■ **Work to complete**:
a. In the passage on Dingmans Ferry, what ZIP Code does the Dingmans Ferry post office have?
b. Name every waterfall that the passage on Dingmans Ferry lists as a nearby attraction.
c. Translate this sentence from the passage on Dingmans Ferry into Spanish: "The post office is located within the borders of Delaware Township."

■ **Source passage**:
======
Dingmans Ferry is an unincorporated community in Delaware Township, Pike County, Pennsylvania, United States. As of 2014, it had a population of approximately 7,477 people. It was originally sited on the Delaware River, in an area now included in the Delaware Water Gap National Recreation Area. When the Corps of Engineers acquired the land by eminent domain in the mid-twentieth century for the creation of the proposed Tocks Island Dam project, it relocated the community further up the hill.

Local objections to the dam and purchasing of land willingly or by eminent domain had delayed the project for years, but preparations ended for certain when it was learned that the proposed dam site was on a fault line. When the dam project was cancelled, the National Park Service was tasked with managing the property for the Corps so far as public use was concerned. The land purchased by the Corps was converted to the Delaware National Recreation Area.

Nearby attractions include Factory Falls, Fulmer Falls, and Deer Leap Falls in Childs Recreation Area and Silverthread Falls and Dingmans Falls, all on Dingmans Creek. Dingmans Ferry is located at 41°13'North, 74°52'West.

Dingmans Ferry is now the name of the post office (ZIP Code 18328) that serves Delaware and Porter townships. The post office is located within the borders of Delaware Township. Delaware Township is governed by a Board of Supervisors; there is no mayor of Dingmans Ferry. The community is served by area codes 570 and 272.

The Dingmans Ferry Bridge is the last privately owned toll bridge on the Delaware River, and one of the few remaining in the country.
======
■ **Record set**:
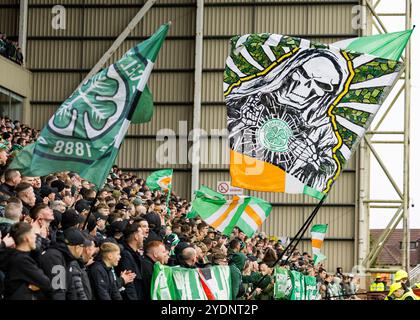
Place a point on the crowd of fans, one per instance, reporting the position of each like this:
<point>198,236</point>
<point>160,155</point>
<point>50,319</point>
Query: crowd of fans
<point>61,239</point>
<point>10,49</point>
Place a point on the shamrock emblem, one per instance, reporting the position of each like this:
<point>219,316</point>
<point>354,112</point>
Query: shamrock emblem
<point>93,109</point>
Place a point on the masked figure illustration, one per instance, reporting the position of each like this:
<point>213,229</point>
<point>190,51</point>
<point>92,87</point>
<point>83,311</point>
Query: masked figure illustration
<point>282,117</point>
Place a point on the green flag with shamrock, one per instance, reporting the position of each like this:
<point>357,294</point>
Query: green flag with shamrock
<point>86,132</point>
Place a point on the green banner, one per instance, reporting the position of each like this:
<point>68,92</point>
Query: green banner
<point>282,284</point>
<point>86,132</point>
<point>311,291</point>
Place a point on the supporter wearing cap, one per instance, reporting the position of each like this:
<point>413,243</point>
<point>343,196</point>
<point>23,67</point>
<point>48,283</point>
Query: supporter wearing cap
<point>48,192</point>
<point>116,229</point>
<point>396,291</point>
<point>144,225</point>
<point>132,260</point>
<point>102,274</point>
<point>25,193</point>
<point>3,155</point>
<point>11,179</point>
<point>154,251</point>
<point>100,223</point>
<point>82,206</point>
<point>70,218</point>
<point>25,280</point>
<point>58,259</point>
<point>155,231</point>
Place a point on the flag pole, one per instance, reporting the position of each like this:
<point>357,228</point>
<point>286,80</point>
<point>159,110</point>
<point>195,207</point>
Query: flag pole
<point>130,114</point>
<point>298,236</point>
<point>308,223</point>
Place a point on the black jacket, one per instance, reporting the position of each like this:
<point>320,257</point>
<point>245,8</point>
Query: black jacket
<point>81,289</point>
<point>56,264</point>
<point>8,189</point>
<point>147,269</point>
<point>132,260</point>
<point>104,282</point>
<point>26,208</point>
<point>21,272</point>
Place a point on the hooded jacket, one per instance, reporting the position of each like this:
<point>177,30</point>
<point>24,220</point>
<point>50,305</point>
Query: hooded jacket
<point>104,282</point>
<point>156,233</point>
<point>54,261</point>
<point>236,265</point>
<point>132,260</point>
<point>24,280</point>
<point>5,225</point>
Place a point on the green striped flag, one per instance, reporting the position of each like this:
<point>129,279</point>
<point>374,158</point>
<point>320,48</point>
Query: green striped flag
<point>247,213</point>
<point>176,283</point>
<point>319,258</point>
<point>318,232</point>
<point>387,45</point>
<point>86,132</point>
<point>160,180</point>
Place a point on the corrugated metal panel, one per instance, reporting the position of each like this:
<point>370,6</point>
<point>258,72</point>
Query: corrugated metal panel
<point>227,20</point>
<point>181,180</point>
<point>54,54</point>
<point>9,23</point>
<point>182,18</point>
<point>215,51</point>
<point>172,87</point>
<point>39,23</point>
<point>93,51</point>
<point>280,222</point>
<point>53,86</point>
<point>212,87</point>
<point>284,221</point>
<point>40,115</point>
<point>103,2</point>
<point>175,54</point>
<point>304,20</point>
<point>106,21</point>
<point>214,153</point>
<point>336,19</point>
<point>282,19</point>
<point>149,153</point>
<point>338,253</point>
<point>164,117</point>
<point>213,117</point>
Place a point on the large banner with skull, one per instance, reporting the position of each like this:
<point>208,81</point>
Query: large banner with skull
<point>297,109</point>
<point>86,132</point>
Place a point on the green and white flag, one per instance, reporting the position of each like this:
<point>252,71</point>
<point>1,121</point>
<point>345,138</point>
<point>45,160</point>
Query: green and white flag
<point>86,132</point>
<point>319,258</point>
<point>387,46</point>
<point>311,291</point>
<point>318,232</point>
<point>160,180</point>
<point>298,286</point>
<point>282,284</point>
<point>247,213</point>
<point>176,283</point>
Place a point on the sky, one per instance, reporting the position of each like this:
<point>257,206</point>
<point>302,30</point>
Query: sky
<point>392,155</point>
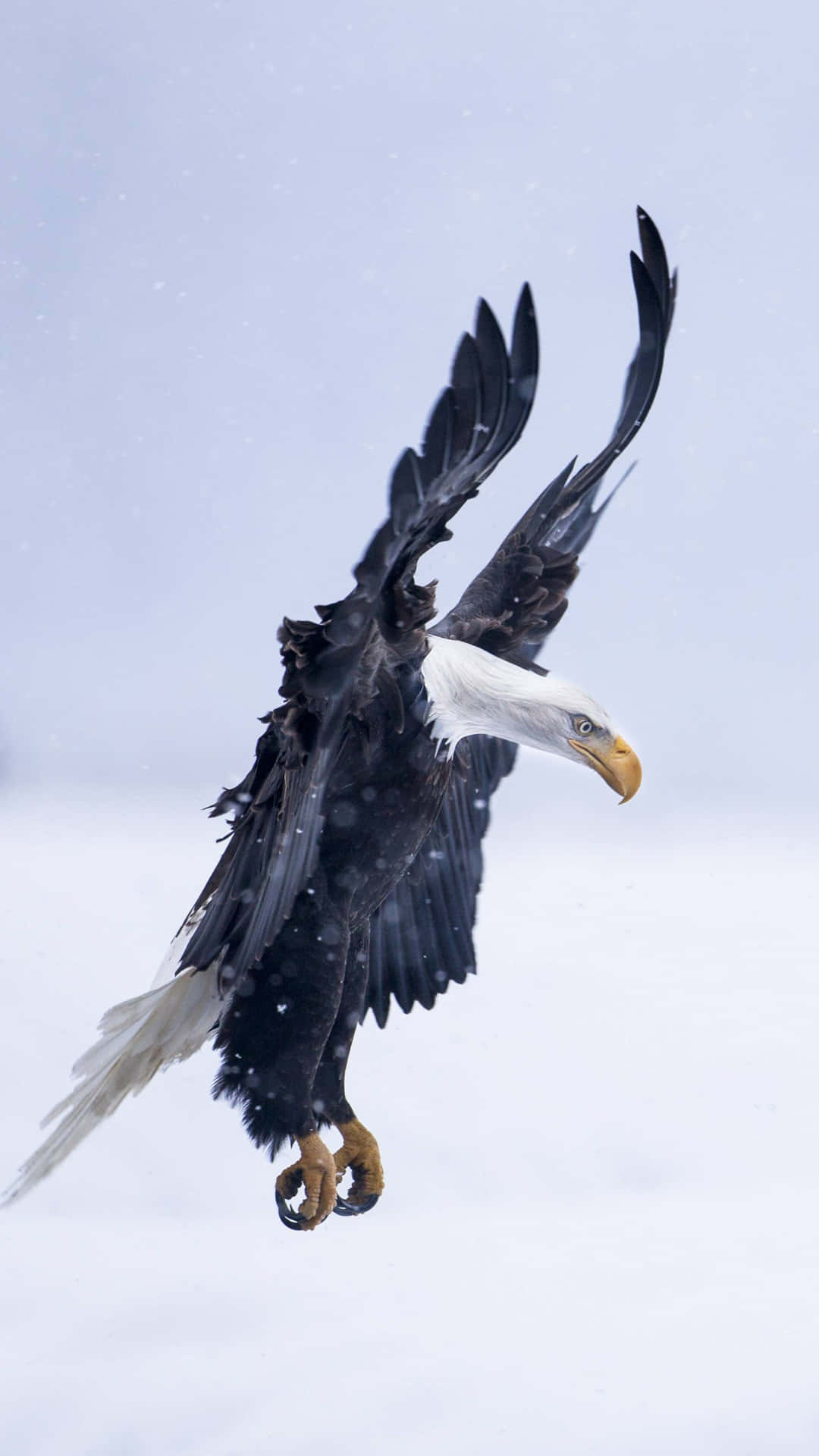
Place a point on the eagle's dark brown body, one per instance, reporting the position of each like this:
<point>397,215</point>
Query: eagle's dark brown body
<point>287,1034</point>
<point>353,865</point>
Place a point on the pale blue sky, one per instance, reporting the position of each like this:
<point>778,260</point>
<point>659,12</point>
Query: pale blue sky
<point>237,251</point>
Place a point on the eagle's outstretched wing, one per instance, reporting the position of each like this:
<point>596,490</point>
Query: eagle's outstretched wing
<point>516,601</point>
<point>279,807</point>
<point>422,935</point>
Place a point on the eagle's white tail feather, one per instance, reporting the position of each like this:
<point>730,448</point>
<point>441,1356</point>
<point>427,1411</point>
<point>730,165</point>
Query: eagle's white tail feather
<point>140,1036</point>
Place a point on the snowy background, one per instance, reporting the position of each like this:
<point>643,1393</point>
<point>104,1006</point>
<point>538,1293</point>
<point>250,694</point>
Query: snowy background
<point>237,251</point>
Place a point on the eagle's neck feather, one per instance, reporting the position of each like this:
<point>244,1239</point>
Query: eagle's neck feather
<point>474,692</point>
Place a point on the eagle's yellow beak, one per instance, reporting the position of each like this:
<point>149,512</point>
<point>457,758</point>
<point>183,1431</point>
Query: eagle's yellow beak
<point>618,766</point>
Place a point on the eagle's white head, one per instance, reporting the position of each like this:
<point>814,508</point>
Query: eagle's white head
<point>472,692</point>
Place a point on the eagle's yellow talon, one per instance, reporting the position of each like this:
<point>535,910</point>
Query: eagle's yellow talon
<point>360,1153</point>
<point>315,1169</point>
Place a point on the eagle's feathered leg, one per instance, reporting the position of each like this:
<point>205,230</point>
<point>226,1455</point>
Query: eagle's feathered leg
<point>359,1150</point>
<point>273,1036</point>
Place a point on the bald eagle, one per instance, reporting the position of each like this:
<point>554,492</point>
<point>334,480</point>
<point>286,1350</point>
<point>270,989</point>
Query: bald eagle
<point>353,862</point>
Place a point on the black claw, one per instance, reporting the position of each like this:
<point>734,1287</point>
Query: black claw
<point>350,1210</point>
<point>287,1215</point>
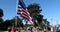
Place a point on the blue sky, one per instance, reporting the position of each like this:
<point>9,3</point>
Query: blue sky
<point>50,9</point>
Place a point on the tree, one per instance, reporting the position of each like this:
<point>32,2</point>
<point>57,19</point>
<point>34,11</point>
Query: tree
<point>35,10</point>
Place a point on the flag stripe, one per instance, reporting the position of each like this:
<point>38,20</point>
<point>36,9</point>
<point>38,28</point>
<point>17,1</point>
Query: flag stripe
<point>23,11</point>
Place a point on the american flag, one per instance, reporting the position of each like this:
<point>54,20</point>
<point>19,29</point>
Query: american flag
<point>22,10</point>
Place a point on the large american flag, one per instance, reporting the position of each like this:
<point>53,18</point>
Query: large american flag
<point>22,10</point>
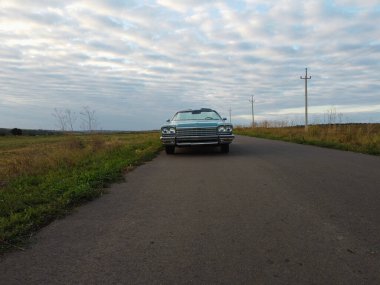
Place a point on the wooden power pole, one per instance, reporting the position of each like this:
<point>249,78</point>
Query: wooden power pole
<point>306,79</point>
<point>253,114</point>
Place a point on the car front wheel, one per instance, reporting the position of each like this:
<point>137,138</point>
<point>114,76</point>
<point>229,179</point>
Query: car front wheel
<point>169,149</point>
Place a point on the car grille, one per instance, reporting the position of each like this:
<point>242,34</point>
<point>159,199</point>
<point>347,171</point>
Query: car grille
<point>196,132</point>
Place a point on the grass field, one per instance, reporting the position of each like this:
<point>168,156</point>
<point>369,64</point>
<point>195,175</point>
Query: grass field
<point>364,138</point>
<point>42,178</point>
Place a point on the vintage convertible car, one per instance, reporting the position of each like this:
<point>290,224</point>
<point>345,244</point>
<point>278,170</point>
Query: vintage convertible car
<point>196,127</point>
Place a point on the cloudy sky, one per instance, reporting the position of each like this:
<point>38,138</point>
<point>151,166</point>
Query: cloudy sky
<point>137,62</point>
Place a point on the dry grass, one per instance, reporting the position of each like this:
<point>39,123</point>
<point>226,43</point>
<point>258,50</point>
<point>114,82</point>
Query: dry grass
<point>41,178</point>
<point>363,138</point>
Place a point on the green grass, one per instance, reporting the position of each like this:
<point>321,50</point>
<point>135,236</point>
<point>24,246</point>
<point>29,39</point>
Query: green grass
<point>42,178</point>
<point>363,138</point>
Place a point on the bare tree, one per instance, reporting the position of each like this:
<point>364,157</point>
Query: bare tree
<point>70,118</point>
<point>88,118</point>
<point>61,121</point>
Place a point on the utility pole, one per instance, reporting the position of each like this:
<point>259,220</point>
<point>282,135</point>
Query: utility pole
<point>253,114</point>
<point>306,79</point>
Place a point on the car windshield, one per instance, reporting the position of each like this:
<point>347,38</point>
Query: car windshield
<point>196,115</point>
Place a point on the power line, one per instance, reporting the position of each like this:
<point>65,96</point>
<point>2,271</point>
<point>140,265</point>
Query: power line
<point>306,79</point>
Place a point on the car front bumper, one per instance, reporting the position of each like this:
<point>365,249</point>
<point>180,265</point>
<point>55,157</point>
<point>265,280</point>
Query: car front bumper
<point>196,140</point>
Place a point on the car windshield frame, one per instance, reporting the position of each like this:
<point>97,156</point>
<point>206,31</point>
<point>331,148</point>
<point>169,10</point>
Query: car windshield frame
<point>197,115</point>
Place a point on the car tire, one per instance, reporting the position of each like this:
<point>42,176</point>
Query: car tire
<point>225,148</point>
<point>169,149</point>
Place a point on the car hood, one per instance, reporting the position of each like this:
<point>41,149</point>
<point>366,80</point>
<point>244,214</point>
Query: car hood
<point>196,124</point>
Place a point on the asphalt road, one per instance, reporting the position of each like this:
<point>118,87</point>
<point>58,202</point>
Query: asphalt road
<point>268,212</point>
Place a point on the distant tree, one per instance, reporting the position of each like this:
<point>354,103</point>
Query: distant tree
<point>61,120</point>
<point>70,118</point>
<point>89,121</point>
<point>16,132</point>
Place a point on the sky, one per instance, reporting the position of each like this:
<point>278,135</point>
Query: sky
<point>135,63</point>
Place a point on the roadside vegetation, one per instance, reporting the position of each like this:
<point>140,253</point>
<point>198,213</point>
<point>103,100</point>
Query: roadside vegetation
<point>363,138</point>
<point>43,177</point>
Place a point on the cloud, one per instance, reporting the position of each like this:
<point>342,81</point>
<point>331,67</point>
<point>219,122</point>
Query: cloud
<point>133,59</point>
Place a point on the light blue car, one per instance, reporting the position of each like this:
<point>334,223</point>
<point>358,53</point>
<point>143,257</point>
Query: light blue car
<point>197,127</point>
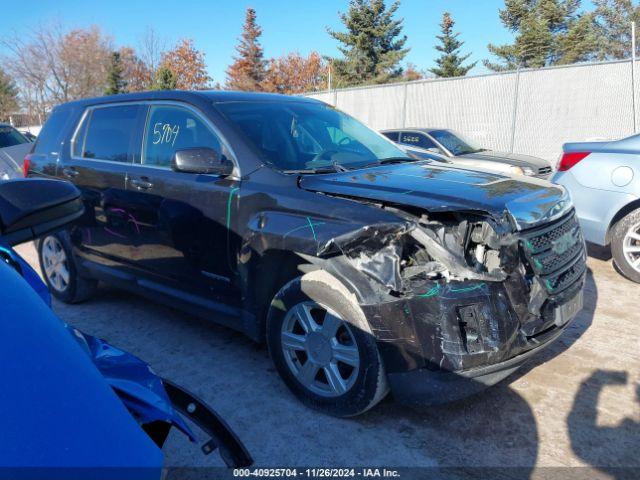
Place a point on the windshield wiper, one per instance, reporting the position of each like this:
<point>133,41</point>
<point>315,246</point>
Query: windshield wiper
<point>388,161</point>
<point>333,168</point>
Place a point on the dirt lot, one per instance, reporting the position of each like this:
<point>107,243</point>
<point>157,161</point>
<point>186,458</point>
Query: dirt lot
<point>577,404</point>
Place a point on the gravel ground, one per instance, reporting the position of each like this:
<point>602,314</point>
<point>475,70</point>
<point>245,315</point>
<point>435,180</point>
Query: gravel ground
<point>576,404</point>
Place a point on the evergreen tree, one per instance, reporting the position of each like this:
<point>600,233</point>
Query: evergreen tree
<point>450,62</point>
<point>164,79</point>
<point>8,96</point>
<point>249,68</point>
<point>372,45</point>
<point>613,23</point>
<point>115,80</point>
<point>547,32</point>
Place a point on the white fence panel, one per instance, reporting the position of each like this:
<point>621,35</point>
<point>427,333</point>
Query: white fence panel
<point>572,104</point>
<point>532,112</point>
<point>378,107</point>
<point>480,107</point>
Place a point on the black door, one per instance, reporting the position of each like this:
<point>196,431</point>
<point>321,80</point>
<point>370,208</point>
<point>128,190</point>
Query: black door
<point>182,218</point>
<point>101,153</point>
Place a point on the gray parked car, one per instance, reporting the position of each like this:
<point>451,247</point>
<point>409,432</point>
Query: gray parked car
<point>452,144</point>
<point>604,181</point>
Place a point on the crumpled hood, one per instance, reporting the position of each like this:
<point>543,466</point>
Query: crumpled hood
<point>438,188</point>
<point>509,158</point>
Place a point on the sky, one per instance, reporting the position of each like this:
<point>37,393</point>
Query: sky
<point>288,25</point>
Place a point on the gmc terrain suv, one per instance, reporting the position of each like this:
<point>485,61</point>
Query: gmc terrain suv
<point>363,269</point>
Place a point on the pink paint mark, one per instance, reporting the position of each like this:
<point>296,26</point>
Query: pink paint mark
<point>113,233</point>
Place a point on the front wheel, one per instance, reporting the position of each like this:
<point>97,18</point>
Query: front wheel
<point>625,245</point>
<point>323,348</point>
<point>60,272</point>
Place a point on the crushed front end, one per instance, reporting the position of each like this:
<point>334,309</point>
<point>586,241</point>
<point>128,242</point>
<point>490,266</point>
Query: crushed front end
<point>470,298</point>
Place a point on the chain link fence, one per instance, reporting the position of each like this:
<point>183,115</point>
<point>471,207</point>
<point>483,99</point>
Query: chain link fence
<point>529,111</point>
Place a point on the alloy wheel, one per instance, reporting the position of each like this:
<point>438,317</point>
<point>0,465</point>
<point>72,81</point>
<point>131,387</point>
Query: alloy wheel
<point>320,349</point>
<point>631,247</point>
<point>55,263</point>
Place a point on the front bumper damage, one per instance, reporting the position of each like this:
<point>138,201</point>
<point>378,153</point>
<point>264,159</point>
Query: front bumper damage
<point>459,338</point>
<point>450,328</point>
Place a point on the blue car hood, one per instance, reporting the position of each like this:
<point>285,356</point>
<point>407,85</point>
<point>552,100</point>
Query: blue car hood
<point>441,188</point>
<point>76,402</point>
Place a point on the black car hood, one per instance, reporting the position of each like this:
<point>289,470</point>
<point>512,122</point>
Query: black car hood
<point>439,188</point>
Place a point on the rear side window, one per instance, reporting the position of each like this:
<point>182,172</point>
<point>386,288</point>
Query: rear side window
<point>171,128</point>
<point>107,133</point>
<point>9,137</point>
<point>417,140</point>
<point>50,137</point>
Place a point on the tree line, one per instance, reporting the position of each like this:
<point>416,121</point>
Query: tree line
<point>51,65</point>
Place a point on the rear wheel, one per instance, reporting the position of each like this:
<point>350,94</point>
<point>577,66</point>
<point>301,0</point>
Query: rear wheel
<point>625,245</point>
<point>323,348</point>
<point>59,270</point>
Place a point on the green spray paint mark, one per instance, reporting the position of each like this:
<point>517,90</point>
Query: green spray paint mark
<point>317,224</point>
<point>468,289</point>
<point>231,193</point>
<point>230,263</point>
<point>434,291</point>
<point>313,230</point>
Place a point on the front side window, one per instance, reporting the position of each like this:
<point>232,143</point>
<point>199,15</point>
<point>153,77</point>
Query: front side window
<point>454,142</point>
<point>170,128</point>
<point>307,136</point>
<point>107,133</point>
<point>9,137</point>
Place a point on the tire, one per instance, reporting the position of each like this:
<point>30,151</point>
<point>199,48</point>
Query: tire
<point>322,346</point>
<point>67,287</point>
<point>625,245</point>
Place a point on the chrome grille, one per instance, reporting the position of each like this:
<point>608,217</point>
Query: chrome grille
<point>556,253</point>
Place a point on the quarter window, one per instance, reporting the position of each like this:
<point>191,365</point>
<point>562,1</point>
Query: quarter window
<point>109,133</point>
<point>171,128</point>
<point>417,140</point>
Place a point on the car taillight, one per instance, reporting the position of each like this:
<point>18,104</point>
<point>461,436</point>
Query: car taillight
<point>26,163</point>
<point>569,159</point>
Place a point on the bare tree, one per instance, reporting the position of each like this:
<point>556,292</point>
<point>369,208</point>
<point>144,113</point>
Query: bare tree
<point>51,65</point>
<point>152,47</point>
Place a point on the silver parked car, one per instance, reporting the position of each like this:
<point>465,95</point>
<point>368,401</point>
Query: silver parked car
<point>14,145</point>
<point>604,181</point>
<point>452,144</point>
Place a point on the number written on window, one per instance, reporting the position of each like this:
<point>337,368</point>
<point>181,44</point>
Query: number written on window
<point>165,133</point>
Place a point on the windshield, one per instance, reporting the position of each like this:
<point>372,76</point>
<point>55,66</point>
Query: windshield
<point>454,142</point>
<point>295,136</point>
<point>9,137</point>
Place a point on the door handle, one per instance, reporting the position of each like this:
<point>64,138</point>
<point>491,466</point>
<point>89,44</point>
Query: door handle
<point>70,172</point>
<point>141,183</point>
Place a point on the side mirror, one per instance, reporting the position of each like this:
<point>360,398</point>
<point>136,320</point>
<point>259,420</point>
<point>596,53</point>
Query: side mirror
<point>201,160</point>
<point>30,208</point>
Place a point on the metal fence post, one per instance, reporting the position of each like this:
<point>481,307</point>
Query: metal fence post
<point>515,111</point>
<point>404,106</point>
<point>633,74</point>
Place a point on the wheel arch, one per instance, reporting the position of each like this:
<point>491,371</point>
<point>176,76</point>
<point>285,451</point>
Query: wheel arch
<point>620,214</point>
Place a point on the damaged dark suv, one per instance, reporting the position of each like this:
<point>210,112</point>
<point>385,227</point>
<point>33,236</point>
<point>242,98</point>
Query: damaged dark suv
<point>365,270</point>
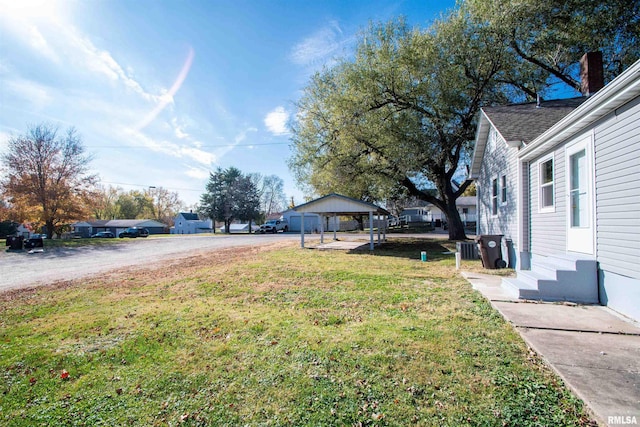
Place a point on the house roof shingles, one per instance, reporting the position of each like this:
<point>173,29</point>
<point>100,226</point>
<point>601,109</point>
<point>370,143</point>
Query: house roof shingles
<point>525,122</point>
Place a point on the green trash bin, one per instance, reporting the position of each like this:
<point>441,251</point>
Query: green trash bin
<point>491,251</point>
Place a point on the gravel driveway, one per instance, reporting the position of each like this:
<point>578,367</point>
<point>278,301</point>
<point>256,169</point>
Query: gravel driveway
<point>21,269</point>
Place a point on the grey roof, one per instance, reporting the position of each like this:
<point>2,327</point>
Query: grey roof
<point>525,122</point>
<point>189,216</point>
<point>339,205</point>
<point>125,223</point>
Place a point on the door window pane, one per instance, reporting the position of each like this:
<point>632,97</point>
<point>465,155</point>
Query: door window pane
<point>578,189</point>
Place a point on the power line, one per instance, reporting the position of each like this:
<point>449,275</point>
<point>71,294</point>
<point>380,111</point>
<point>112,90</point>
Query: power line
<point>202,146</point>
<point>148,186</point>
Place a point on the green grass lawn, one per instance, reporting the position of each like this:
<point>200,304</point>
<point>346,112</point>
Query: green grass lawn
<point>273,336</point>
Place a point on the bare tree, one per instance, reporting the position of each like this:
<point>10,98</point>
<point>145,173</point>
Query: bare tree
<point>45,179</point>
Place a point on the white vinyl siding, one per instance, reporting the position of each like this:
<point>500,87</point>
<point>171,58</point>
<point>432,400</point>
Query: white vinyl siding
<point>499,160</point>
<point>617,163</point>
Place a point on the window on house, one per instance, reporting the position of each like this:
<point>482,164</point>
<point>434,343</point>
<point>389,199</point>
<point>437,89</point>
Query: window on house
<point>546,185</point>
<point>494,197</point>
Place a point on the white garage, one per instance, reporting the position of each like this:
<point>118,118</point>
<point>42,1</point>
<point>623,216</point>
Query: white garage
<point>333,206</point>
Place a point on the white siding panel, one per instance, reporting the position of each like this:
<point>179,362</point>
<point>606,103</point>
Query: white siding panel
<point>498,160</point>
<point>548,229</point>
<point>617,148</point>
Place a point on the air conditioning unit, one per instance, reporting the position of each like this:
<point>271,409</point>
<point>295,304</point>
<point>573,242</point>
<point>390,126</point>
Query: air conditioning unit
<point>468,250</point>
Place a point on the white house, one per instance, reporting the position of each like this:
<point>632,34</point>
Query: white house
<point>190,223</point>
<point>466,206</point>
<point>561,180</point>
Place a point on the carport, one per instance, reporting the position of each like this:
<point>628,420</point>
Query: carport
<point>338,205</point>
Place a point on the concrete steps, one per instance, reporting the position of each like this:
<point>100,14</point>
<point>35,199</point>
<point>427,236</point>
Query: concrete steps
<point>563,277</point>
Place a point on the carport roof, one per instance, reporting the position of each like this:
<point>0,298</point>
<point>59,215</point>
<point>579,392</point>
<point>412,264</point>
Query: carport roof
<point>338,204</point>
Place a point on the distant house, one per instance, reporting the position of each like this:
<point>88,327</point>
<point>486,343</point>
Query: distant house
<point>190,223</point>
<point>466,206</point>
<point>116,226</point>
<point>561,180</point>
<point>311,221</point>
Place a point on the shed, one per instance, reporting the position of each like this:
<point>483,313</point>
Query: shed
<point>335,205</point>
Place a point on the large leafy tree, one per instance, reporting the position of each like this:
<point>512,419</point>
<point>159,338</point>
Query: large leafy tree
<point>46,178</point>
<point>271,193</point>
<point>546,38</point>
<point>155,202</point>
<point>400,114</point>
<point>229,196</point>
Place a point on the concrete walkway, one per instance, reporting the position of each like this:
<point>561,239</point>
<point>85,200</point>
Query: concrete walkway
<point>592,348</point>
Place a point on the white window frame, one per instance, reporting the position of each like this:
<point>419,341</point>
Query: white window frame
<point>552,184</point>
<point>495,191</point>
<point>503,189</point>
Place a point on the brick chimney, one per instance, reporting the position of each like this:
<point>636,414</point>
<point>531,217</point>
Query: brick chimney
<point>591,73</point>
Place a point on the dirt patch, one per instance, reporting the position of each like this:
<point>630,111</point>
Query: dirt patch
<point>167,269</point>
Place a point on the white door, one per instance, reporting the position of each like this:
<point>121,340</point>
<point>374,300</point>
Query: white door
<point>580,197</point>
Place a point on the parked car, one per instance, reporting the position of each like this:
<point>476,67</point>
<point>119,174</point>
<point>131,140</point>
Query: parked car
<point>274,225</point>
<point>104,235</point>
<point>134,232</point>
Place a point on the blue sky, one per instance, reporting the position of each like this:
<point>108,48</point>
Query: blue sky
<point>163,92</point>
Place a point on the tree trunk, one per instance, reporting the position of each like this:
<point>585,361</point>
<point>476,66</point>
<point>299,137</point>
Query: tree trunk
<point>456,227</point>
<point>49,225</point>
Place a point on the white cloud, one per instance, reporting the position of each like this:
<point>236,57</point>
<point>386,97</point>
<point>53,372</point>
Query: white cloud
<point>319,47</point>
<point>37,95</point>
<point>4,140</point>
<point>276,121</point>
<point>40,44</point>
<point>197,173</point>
======
■ **Responses by item number**:
a. 18328

b. Factory Falls, Fulmer Falls, Deer Leap Falls, Silverthread Falls, Dingmans Falls

c. La oficina de correos está ubicada dentro de los límites de Delaware Township.